[Excerpts of location labeling data]

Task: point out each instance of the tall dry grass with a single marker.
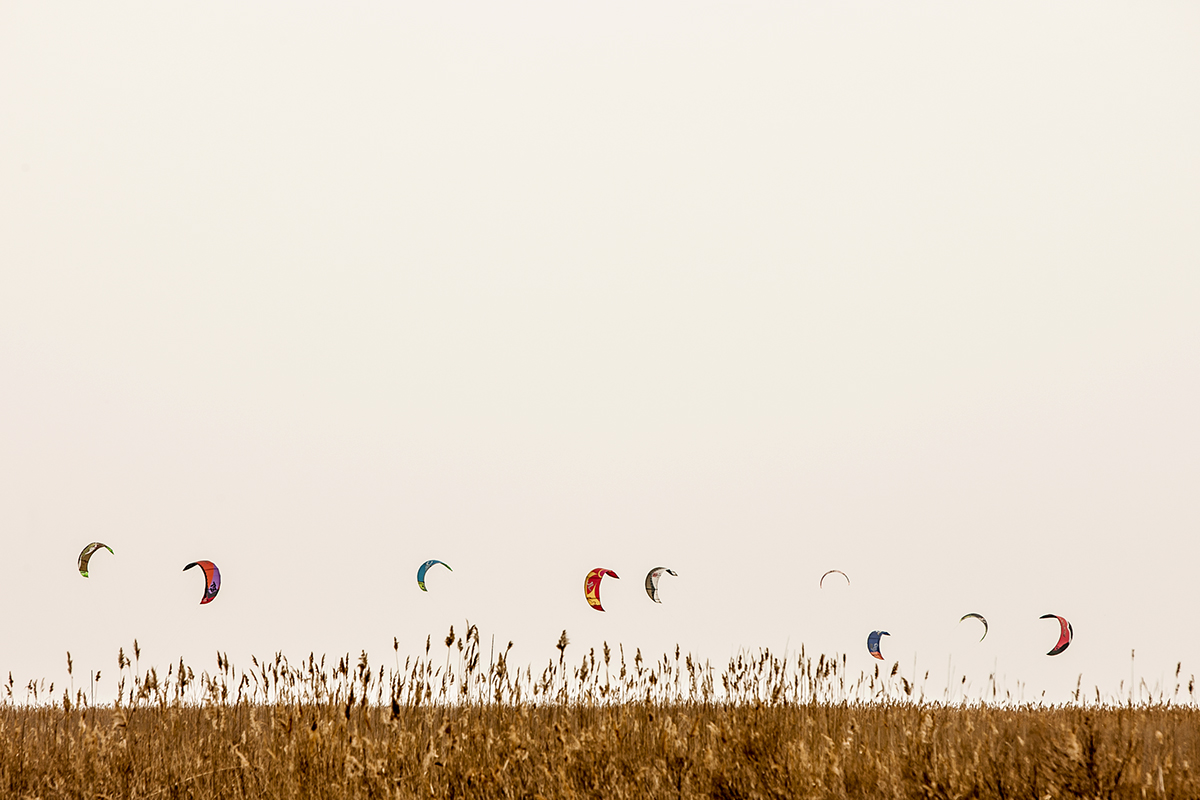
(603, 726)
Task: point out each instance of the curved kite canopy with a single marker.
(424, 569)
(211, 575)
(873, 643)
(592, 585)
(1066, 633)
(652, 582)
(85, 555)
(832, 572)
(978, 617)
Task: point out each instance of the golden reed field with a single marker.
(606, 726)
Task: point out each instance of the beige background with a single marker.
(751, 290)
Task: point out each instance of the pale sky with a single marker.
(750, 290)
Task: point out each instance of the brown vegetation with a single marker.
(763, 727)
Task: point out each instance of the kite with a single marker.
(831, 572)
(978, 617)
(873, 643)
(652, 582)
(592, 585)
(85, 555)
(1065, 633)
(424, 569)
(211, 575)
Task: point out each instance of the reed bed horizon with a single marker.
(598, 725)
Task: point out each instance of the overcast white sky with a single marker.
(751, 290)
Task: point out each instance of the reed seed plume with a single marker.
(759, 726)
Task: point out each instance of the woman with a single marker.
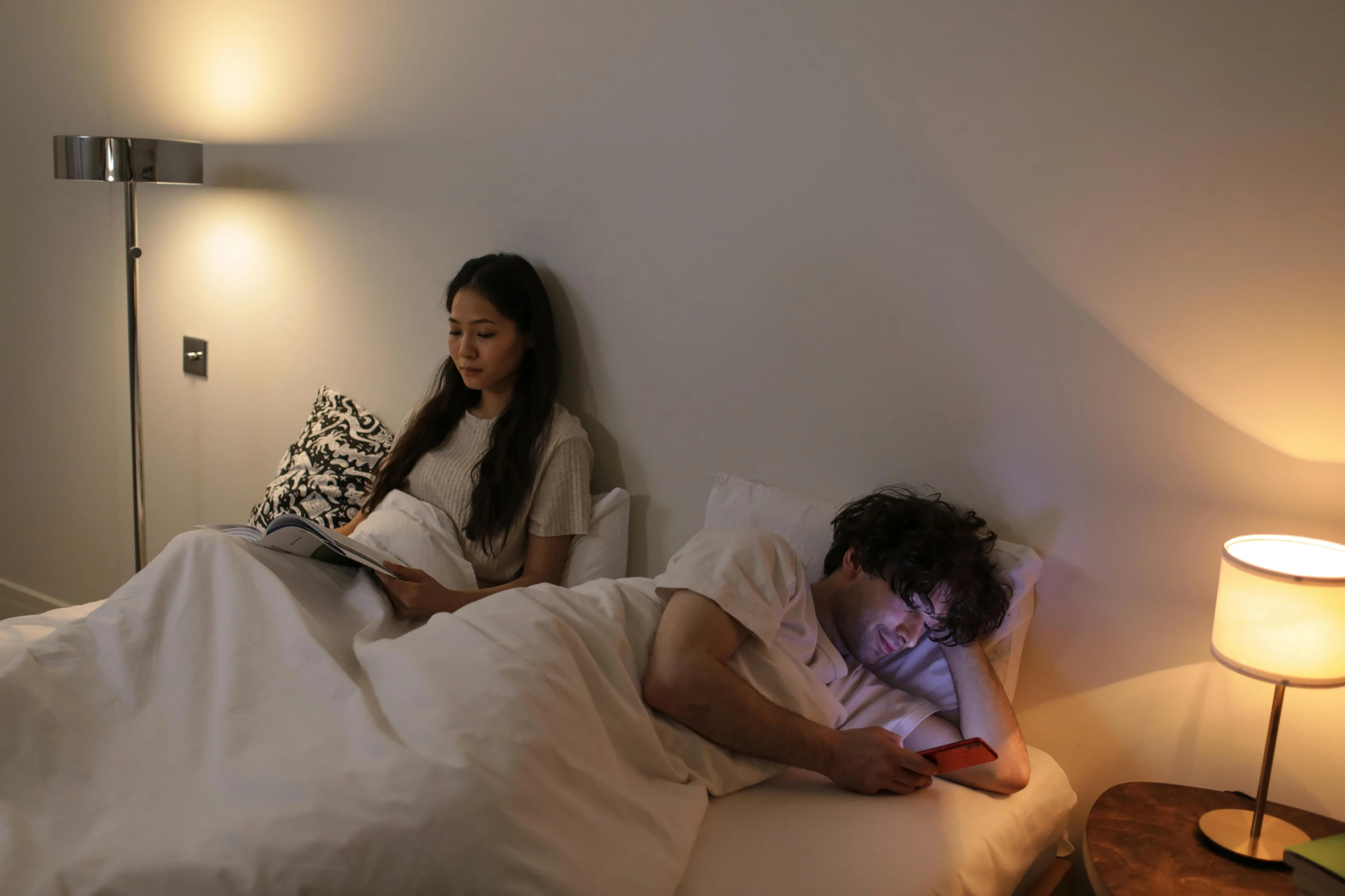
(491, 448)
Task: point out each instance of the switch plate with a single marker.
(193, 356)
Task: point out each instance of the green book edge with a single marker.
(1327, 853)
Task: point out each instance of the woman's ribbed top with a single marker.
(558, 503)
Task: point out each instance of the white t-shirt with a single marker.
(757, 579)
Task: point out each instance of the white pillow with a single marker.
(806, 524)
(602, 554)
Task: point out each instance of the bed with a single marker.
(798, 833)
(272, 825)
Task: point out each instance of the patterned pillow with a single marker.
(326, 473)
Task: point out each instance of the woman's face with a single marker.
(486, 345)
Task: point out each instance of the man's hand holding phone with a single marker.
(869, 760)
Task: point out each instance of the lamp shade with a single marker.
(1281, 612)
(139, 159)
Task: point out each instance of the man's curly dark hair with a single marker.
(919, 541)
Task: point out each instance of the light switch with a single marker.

### [Task instructions]
Output the data as a Markdown table with columns "Row" and "Data line," starting at the line containing "Task: point out each instance of the lamp" and ending at the last line of the data, with both ends included and blank lines omitted.

### [Response]
| Row | Data line |
|---|---|
| 1 | Task: point out each instance of the lamp shade with a single marker. |
| 2 | (1281, 612) |
| 3 | (139, 159) |
| 4 | Task: point out each instance of the man's curly dark hair with a single marker. |
| 5 | (919, 541) |
| 6 | Task: point out each instance of the light switch with a single marker. |